(Stored items from a collection)
----------
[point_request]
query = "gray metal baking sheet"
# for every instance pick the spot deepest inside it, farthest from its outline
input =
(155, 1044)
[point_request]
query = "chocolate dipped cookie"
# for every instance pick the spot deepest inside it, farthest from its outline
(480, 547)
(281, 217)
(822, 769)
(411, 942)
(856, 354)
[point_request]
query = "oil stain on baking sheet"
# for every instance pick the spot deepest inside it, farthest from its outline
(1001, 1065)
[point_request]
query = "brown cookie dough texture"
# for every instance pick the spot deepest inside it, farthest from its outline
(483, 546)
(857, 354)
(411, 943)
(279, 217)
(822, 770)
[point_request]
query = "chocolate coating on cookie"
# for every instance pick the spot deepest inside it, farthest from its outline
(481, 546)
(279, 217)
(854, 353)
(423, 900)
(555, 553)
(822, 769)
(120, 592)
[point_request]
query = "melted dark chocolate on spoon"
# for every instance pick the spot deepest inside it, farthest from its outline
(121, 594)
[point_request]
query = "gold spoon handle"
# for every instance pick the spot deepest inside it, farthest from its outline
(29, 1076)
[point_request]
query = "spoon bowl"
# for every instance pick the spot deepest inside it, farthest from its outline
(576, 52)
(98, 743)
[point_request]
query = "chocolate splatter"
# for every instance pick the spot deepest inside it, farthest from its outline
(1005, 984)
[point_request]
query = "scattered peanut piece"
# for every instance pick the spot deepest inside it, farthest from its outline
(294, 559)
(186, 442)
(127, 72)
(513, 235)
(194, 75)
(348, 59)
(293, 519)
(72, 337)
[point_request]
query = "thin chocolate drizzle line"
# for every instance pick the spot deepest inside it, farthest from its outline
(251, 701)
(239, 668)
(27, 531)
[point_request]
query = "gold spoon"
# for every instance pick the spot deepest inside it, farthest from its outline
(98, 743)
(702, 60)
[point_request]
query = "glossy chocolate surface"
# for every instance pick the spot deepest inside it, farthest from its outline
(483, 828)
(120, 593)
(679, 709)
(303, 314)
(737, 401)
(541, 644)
----------
▶ TASK TO COMPLETE
Within the entries, find all lines that contain "chocolate" and copy each one.

▶ SOLUTION TO THIS TASK
query = "chocolate dipped cookie"
query = "chocolate coating on cookie"
query = "melted dark chocolate on spoon"
query = "chocolate splatter"
query = "thin chocolate drizzle line"
query = "glossy chocolate surface"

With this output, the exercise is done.